Boosting, also known as reinforcement learning, is an significant ensemble learning technique, which can enhance a weak learner whose prediction accuracy is only slightly higher than random guessing into a strong learner with higher prediction accuracy [1]. Boosting provides a new method and efficient new idea for the design of learning algorithm in the case of very difficult algorithm [2]. As a meta-algorithm framework, Boosting can be applied to nearly all of the popular machine learning algorithms to further improve the original algorithm's prediction accuracy. AdaBoost, short for Adaptive learning, is one of the most successful representatives [3, 4]. Since AdaBoost was proposed, numbers of well-known researchers in the domain of machine learning have been constantly investing in the research of algorithm-related theories. These solid theories have laid sound foundations for the successful application of the AdaBoost algorithm [5]. AdaBoost's success is not only that it is an efficient algorithm, but also that it makes Boosting from an initial conjecture into a truly practical algorithm. Several techniques used by AdaBoost, like breaking the original sample distribution, bring significant enlightenment to the design of other statistical learning algorithms as well. Meanwhile, these relevant theoretical research achievements have made great promotion of ensemble learning, such as:

The face detection based on AdaBoost by S. Yin et al. [6] has the characteristics of bidirectional data calculation and data diversity. The system adopts a parallel configurable architecture, and realizes the integral image calculation based on bidirectionality to improve the efficiency of parallel processing. Meanwhile, it realizes sub-window adaptive cascade classification for data diversity to further improve the efficiency of diverse face detection, and the maximum performance and minimum power consumption of 30 frames per second in 1080p video.

S.W. Foo et al. [7] studied the performance of the AdaBoost algorithm for updating noise estimates in sub-control-based speech enhancement. It classifies signal frames into speech and non-speech models, and calculates the power spectrum with an estimator from the time periods recognized as non-speech, and assumes it is the noise power spectrum. The experimental results show good effects.

W. Hu et al. [8] proposed an improved online AdaBoost, using an online Gaussian mixture model as a weak classifier. Moreover, they proposed a distributed intrusion detection framework using the online AdaBoost algorithm to build a locally parameterized detection model on each node. Using a small number of samples within the node, combined with the local parameter model, a global detection model is constructed on each node. The experimental results show that compared with the traditional online AdaBoost based on decision tree, the improved AdaBoost based on Gaussian mixture model has lower false positive rate and higher detection rate.

Trustworthy network is a two-layer forwarding network composed of communication terminals, programmable network switches, multi-protocol network controllers and protocol conversion gateways. The communication terminal, the programmable network switch and the protocol conversion gateway can support the both proprietary trusted protocol stack and the TCP/IP protocol open protocol stack at the same time. The multi-protocol network controller can switch the protocol stack in real time based on the network operation and maintenance requirements for communication

In Figure 1, between the link layer and the network layer, there is a network security control layer LSC (Link Security Control) sublayer in the trustworthy network. Trustworthy network encodes the data, which is in the transmission by the source end of network communication.

By introducing the LSC sublayer, the standard TCP/IP protocol stack is transformed into a proprietary trustworthy protocol stack, which can not only directly use the existing Ethernet link communication, but also be used on the operating system and network applications based on the TCP/IP protocol stack. Meanwhile, it is easy to design and develop, as a reliable communication protocol to ensure network security.

[Records from a data source]
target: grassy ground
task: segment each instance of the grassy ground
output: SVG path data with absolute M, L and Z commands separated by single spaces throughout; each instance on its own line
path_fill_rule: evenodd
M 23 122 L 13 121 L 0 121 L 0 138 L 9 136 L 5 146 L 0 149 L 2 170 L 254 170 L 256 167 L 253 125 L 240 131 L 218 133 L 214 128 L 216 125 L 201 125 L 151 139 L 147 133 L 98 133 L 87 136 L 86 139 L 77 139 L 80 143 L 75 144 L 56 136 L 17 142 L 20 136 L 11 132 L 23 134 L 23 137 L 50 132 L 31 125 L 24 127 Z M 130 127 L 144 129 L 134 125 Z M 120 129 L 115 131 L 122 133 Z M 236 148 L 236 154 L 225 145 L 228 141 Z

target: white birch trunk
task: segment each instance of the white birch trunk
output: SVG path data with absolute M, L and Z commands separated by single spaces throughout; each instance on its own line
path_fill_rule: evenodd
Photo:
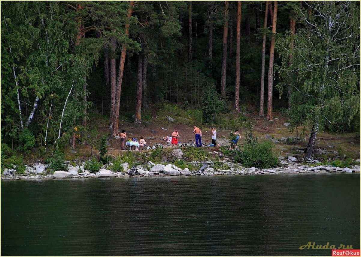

● **TO-DO LIST**:
1 - In the passage on AdaBoost and trustworthy networks, what do W. Hu et al. use as the weak classifier in their improved online AdaBoost?
2 - Continue the passage on AdaBoost and trustworthy networks from where it stops.

● **RESULTS IN ORDER**:
1 - An online Gaussian mixture model.

2 -
In the research of network anomaly intrusion detection, a large number of researchers mainly focus on three areas: packet characteristics, network flow behavior and user behavior [9, 10].

Packet characteristics: it mainly refers to the relevant protocols of data packets, such as TCP, UDP, source address and destination address. Types of current network attacks include [10]:

Distributed Denial of Service (DDoS). Distributed denial of service attacks refer to one attacker controls multiple machines located in different locations and uses these machines to attack the victim at the same time, or multiple attackers in different locations launching attacks on one or several targets at the same time. This type of attack is called a distributed denial of service attack, since the origin of the attack is distributed in different locations, and this can contain multiple attackers.

User-To-Root (U2R). This type of attack refers to that the attacker initially only has the general user privilege account of a node, and then obtains the root privilege of the superuser [11].

Remote-To-Local (R2L). This type of attack refers to that the attacker does not have a user account on a node initially, while uses password guessing and cracking to find the vulnerability of the victim to obtain the local access authority of the node.

Probe. The target of this attack is to collect information about the target network or port. Although this attack method will not lead to the collapse of the computer system, it is often a pre-preparation for subsequent attacks.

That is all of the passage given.